(Zadanie): Przepisz dokładnie, słowo w słowo, cały pokazany tekst o adopcji kociąt.

(Pokazany tekst):
==*==
Dziś rozmawiałam z panią z Płocka, wydaje się być bardzo w porządku, wyskoczyła z pracy, jak się okazało pracuje blisko mnie, jutro odbierają z mężem kocinkę. Marcel ładnie się zaprezentował, biegał, kuwetkował, nie miał czasu na mizianki. Ja wiem ,że on sprawia wrażenie takiej biednej sierotki, ale to tylko wrażenie, bo radzi sobie naprawdę świetnie, najlepiej wychodzi mu wdrapywanie się po mojej nodze na stół podczas przygotowywania żarełka.
Doszłam do wniosku, że wszystkie kociaki będę fotografować w klatce, lekko z góry, mają wtedy takie błagalne spojrzenia

. I wszystkie będą Marcelinki

.
Wszystkim zainteresowanym jego losem serdecznie dziękuję i proszę o kciuki za udaną adopcję.
==*==
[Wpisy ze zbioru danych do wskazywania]

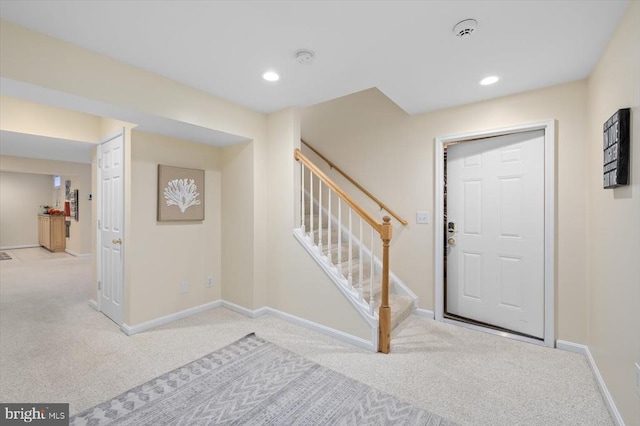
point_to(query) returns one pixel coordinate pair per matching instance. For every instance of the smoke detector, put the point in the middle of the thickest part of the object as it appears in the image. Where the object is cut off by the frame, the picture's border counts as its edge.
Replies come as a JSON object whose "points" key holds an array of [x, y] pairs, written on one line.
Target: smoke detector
{"points": [[304, 56], [464, 29]]}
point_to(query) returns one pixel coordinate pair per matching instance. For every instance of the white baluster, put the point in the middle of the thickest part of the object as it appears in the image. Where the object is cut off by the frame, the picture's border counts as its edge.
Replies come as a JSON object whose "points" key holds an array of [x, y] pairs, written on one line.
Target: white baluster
{"points": [[329, 227], [311, 207], [302, 197], [319, 216], [350, 266], [371, 306], [360, 267], [340, 232]]}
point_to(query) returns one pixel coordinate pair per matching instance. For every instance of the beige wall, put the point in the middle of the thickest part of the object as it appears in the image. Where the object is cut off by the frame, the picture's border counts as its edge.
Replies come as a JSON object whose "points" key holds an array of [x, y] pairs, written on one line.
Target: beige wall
{"points": [[167, 253], [33, 58], [297, 285], [80, 241], [36, 119], [613, 261], [238, 219], [21, 195], [398, 168]]}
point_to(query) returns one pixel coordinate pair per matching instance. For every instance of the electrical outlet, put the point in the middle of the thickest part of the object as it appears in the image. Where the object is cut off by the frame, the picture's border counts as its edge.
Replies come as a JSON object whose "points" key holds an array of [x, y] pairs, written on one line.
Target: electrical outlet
{"points": [[422, 218], [638, 379]]}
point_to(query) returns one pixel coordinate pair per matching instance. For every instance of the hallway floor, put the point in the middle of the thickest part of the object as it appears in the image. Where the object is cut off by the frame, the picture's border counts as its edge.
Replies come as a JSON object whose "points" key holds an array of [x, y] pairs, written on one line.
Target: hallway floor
{"points": [[55, 348]]}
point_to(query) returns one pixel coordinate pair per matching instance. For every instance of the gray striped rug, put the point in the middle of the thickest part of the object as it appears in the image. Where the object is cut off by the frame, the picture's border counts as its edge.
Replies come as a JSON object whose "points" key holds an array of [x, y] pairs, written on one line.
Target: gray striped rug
{"points": [[254, 382]]}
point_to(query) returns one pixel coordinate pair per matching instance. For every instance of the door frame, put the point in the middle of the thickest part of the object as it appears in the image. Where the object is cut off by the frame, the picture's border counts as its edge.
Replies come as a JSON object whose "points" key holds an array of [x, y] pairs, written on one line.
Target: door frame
{"points": [[99, 205], [548, 127]]}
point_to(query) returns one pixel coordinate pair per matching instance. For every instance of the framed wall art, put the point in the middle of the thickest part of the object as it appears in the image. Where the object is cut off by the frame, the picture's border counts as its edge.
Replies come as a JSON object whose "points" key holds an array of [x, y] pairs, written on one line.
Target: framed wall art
{"points": [[180, 194], [616, 142]]}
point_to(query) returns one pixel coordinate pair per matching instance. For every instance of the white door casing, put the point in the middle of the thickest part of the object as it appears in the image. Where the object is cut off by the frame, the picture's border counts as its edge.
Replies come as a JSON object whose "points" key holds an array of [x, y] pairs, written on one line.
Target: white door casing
{"points": [[110, 227], [495, 263], [548, 142]]}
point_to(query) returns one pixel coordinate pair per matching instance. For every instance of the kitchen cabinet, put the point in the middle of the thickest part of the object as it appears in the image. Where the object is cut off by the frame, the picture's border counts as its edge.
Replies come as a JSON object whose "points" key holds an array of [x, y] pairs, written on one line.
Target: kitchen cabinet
{"points": [[51, 232]]}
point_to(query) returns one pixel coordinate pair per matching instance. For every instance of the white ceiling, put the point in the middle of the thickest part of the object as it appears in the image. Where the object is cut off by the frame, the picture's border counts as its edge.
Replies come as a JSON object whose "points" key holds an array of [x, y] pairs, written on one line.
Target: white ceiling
{"points": [[404, 48]]}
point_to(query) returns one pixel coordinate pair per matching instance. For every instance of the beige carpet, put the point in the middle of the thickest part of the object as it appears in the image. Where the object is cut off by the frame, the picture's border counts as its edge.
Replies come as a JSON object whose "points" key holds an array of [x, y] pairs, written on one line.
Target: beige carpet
{"points": [[55, 348]]}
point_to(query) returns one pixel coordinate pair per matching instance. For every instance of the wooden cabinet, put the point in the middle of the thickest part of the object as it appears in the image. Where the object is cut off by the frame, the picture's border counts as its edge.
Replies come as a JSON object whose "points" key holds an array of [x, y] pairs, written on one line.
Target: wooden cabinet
{"points": [[51, 232]]}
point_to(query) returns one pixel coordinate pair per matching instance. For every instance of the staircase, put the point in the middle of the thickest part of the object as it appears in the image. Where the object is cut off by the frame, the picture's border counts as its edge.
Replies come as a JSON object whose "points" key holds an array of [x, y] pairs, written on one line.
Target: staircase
{"points": [[341, 238]]}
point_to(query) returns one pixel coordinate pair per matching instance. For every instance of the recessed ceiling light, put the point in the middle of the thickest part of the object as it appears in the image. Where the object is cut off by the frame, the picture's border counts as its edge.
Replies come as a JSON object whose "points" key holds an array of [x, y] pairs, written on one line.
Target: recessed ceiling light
{"points": [[464, 29], [489, 80], [271, 76]]}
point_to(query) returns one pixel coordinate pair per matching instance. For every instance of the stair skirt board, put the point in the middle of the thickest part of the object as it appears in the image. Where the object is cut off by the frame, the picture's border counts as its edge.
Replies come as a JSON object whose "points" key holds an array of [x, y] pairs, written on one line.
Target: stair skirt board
{"points": [[394, 281], [396, 288], [265, 310]]}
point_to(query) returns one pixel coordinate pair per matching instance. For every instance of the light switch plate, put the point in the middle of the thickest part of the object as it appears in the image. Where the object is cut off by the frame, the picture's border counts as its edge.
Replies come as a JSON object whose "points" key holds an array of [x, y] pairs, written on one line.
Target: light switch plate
{"points": [[422, 218], [638, 378]]}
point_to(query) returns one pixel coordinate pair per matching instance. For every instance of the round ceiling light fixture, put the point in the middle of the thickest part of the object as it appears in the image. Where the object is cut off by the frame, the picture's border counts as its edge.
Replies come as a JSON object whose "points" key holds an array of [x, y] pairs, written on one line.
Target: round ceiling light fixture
{"points": [[271, 76], [304, 56], [487, 81], [464, 29]]}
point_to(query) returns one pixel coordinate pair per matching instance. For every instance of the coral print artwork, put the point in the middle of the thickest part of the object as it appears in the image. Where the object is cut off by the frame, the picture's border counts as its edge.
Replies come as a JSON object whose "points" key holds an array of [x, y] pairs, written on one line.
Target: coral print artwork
{"points": [[180, 194]]}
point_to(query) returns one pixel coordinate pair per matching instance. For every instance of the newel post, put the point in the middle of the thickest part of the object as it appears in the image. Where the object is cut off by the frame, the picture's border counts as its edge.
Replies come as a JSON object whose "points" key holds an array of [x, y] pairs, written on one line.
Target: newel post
{"points": [[384, 326]]}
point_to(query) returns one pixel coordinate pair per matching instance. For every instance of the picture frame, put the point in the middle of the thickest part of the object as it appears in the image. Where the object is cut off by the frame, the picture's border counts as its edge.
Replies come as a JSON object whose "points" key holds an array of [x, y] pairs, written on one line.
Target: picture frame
{"points": [[180, 194]]}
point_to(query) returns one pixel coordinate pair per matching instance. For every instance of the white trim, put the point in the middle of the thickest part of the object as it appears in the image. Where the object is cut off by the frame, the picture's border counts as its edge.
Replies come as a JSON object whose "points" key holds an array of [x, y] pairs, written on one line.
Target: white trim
{"points": [[134, 329], [608, 400], [549, 217], [19, 247], [424, 313], [327, 331], [81, 255], [576, 348], [244, 311], [265, 310]]}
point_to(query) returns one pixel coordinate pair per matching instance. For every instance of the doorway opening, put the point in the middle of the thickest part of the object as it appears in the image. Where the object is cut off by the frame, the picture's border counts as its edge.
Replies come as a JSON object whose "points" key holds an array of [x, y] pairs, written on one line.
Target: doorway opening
{"points": [[494, 261]]}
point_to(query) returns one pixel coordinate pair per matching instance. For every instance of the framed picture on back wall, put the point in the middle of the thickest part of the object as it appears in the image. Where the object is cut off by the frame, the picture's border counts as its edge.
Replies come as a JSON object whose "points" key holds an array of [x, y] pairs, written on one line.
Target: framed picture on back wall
{"points": [[180, 194]]}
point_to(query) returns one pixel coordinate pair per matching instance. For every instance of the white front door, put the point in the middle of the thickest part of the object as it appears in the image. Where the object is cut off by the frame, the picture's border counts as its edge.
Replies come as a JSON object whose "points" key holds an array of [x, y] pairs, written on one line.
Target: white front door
{"points": [[495, 231], [110, 222]]}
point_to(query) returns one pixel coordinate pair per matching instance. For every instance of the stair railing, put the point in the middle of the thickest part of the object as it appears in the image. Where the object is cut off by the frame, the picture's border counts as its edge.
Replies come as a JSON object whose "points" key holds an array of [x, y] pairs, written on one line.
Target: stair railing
{"points": [[383, 230], [380, 204]]}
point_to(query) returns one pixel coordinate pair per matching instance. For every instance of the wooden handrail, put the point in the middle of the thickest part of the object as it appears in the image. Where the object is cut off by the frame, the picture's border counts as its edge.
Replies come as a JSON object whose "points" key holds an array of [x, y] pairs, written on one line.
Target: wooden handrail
{"points": [[385, 231], [347, 199], [382, 205]]}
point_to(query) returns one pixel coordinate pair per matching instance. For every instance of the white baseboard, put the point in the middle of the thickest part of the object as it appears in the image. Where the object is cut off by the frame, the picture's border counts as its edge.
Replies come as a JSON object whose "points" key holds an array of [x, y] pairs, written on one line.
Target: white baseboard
{"points": [[82, 255], [19, 247], [424, 313], [244, 311], [608, 400], [310, 325], [129, 330], [265, 310], [576, 348], [327, 331]]}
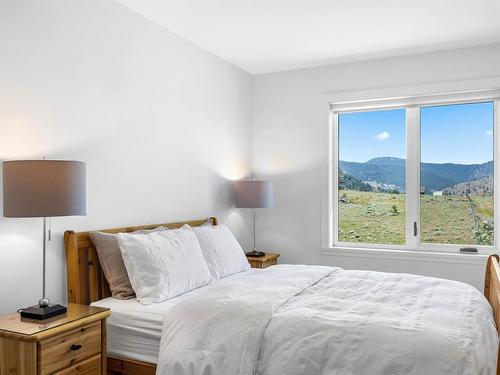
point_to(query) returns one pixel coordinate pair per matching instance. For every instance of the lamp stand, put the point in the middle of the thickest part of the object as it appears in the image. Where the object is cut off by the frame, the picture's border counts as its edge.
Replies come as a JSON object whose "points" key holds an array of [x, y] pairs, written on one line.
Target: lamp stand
{"points": [[254, 243], [44, 309]]}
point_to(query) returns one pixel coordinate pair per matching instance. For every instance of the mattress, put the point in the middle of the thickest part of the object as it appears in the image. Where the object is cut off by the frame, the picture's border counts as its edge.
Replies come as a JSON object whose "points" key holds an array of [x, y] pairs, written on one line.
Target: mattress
{"points": [[134, 330]]}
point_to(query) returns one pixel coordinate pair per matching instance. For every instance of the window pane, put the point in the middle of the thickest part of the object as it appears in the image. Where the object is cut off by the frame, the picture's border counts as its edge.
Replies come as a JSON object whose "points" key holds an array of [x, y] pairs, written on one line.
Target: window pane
{"points": [[372, 177], [456, 174]]}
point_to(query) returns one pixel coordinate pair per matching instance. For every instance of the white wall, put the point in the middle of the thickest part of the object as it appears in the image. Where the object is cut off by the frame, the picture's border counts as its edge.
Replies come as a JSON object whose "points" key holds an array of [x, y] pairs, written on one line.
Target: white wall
{"points": [[289, 116], [161, 124]]}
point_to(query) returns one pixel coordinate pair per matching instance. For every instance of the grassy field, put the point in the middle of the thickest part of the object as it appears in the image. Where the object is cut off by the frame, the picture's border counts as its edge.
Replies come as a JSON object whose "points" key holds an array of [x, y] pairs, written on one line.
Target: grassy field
{"points": [[380, 218]]}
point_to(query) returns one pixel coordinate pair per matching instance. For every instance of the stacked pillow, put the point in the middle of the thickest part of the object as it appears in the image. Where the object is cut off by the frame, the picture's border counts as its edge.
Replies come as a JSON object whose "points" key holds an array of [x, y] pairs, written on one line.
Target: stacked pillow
{"points": [[110, 258], [163, 263], [222, 252]]}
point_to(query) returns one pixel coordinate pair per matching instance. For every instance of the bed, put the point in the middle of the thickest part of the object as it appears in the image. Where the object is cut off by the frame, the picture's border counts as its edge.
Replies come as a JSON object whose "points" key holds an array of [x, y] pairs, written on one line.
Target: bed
{"points": [[135, 330]]}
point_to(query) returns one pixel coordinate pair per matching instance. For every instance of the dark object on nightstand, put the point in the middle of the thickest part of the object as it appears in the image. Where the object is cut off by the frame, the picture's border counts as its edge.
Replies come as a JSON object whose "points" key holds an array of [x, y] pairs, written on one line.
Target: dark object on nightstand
{"points": [[73, 343], [255, 254], [42, 313], [269, 259]]}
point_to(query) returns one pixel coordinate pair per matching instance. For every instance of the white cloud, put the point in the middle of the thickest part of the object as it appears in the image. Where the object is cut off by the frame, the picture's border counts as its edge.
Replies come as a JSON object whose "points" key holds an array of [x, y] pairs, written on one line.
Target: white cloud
{"points": [[383, 136]]}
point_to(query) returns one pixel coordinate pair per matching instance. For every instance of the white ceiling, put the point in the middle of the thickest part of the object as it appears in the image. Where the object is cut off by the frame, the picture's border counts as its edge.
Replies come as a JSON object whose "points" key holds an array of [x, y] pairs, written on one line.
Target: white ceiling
{"points": [[263, 36]]}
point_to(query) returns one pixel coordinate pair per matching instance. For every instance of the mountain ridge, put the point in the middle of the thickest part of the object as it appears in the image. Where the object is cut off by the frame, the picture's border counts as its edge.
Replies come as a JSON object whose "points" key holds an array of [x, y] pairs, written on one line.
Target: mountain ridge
{"points": [[434, 176]]}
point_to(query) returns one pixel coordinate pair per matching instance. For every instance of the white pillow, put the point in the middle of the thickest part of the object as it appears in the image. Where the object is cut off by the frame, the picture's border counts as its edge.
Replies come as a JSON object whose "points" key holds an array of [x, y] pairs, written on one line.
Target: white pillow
{"points": [[222, 252], [162, 265]]}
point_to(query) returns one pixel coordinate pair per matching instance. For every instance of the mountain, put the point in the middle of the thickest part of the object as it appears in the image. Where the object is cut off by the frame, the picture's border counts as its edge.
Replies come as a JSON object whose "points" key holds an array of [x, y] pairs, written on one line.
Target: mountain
{"points": [[434, 176], [484, 186], [348, 182]]}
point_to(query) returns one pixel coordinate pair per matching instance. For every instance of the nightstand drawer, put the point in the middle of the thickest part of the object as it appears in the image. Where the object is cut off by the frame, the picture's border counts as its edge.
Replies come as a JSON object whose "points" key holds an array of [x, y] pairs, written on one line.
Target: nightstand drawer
{"points": [[69, 348], [91, 366]]}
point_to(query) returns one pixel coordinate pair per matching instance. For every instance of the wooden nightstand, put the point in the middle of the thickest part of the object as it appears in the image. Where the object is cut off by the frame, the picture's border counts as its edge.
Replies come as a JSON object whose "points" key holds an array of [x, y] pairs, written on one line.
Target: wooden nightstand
{"points": [[270, 259], [74, 343]]}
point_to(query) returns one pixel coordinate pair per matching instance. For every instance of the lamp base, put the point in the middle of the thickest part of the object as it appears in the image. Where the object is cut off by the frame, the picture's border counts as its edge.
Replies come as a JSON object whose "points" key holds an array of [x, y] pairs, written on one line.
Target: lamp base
{"points": [[255, 253], [41, 313]]}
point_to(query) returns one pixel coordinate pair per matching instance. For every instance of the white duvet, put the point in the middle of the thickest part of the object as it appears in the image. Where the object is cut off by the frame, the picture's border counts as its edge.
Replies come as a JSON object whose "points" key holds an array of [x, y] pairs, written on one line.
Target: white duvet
{"points": [[321, 320]]}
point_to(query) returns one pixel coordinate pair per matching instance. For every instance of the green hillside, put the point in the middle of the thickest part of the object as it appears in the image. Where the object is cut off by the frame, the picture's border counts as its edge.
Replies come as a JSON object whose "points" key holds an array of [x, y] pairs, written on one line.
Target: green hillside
{"points": [[372, 217]]}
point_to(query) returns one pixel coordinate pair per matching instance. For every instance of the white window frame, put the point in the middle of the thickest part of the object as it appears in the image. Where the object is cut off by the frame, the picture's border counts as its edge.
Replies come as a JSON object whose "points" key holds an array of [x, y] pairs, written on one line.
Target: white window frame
{"points": [[412, 105]]}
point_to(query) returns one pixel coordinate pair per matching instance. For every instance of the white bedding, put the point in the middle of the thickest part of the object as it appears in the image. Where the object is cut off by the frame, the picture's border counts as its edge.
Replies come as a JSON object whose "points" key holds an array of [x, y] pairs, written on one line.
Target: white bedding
{"points": [[321, 320], [134, 329]]}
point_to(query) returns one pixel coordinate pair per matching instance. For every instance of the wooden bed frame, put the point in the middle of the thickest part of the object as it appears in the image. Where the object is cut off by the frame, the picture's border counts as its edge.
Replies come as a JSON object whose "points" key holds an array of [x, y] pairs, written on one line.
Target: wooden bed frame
{"points": [[86, 284]]}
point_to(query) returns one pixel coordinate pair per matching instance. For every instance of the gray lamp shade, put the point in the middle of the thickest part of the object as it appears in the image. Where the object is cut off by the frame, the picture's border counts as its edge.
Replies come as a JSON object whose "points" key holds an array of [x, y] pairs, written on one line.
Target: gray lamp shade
{"points": [[253, 194], [43, 188]]}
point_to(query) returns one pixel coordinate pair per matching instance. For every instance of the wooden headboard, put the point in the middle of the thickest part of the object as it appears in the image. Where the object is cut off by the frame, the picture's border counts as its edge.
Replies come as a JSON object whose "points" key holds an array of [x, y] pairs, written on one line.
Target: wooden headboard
{"points": [[85, 279], [492, 292]]}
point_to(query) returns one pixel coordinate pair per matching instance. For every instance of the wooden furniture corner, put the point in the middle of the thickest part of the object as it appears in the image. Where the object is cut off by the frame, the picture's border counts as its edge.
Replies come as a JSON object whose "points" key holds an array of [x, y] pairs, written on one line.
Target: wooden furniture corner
{"points": [[86, 282], [270, 259], [74, 343]]}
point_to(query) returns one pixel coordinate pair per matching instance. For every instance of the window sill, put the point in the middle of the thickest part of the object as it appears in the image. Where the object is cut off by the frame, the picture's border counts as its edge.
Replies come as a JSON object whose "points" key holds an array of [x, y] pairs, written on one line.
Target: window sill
{"points": [[407, 255]]}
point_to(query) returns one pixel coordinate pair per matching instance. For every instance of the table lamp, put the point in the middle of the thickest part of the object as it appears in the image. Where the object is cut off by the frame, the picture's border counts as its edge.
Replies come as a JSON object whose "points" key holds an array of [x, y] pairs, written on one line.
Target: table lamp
{"points": [[253, 194], [43, 188]]}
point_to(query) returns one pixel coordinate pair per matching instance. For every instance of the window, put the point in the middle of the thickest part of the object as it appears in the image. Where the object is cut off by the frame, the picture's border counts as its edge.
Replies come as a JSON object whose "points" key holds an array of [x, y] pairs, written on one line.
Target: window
{"points": [[372, 177], [456, 174], [414, 176]]}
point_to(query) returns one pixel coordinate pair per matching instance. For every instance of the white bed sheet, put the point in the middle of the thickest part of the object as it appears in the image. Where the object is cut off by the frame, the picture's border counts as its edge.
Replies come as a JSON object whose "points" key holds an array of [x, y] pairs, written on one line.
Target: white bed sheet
{"points": [[134, 330]]}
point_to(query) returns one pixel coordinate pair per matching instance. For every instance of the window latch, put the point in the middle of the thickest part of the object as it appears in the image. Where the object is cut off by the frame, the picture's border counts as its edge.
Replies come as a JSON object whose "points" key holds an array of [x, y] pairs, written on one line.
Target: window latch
{"points": [[468, 250]]}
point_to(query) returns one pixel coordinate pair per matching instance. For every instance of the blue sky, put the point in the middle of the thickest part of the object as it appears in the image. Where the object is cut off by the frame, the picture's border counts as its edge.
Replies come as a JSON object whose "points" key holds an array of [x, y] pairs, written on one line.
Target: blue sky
{"points": [[461, 134]]}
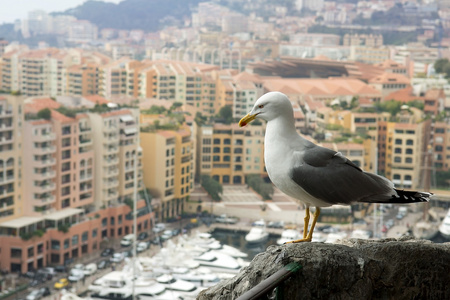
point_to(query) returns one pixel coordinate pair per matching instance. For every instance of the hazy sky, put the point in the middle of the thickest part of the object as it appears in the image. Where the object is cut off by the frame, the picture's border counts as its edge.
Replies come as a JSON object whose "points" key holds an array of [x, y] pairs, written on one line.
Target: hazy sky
{"points": [[11, 10]]}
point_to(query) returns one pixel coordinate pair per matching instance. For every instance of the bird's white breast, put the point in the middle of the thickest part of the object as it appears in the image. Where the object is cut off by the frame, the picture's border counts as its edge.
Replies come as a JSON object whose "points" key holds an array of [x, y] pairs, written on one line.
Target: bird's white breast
{"points": [[279, 159]]}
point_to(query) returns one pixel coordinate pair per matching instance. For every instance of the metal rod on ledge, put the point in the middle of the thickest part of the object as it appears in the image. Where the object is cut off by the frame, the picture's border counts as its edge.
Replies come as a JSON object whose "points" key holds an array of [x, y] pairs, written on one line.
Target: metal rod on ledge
{"points": [[260, 290]]}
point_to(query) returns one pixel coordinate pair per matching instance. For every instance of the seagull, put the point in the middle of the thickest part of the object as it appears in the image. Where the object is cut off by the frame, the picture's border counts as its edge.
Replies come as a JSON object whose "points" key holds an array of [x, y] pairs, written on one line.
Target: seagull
{"points": [[315, 175]]}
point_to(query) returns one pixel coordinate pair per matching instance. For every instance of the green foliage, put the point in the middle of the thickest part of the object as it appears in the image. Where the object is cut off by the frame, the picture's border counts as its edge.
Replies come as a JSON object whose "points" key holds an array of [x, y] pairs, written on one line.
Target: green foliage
{"points": [[200, 119], [45, 113], [155, 110], [213, 187], [68, 112], [443, 179], [64, 227], [103, 108], [39, 232], [134, 14], [226, 113], [392, 107], [417, 104], [333, 127], [440, 64], [26, 236], [260, 186], [129, 202]]}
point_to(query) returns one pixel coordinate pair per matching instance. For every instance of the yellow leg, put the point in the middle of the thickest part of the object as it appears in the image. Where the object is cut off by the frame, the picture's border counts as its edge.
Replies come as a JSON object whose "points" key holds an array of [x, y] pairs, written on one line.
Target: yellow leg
{"points": [[308, 238], [305, 227]]}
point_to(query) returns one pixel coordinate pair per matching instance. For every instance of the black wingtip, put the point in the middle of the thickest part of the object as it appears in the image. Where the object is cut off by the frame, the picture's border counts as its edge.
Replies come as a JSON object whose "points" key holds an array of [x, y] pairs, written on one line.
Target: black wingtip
{"points": [[403, 196]]}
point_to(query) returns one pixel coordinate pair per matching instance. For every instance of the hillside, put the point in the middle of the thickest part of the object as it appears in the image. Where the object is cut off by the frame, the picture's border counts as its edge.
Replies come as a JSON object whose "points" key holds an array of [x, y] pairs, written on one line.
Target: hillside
{"points": [[133, 14]]}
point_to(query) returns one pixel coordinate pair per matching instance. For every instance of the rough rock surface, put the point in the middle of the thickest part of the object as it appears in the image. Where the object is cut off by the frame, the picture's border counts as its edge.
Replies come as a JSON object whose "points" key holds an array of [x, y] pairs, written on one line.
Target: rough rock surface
{"points": [[403, 268]]}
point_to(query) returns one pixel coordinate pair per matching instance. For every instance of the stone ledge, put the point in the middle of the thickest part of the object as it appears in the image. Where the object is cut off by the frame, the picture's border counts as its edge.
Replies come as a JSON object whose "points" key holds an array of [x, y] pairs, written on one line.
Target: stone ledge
{"points": [[404, 268]]}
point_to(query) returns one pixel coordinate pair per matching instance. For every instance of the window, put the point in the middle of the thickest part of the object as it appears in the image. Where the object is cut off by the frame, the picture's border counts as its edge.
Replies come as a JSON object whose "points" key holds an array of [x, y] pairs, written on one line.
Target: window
{"points": [[30, 252], [84, 236], [55, 245], [75, 240]]}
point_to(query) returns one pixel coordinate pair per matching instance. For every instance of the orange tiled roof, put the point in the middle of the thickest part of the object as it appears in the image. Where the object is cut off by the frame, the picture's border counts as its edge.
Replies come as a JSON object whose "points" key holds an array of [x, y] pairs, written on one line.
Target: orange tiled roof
{"points": [[34, 105], [61, 118], [96, 99], [390, 78]]}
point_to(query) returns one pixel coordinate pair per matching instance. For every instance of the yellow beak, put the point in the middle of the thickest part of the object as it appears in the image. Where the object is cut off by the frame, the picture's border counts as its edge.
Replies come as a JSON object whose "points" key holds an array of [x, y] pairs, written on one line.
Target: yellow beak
{"points": [[247, 119]]}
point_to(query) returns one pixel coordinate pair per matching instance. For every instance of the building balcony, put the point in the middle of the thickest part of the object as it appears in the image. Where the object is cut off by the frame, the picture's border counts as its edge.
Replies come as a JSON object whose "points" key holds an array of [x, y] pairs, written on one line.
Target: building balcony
{"points": [[45, 150], [7, 179], [44, 162], [44, 188], [47, 175], [45, 200], [44, 138], [5, 140], [5, 127], [6, 192], [85, 142], [110, 173], [109, 162], [85, 177], [85, 129], [111, 150]]}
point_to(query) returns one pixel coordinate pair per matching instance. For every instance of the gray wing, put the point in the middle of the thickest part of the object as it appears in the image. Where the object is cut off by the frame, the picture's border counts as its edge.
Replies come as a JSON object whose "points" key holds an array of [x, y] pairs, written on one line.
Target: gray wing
{"points": [[331, 177]]}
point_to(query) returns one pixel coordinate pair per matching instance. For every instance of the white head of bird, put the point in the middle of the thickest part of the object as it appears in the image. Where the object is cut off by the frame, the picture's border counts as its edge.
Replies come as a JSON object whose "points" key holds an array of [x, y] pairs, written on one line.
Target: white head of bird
{"points": [[269, 107]]}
==*==
(Wynik zadania):
Dziś rozmawiałam z panią z Płocka, wydaje się być bardzo w porządku, wyskoczyła z pracy, jak się okazało pracuje blisko mnie, jutro odbierają z mężem kocinkę. Marcel ładnie się zaprezentował, biegał, kuwetkował, nie miał czasu na mizianki. Ja wiem ,że on sprawia wrażenie takiej biednej sierotki, ale to tylko wrażenie, bo radzi sobie naprawdę świetnie, najlepiej wychodzi mu wdrapywanie się po mojej nodze na stół podczas przygotowywania żarełka.
Doszłam do wniosku, że wszystkie kociaki będę fotografować w klatce, lekko z góry, mają wtedy takie błagalne spojrzenia

. I wszystkie będą Marcelinki

.
Wszystkim zainteresowanym jego losem serdecznie dziękuję i proszę o kciuki za udaną adopcję.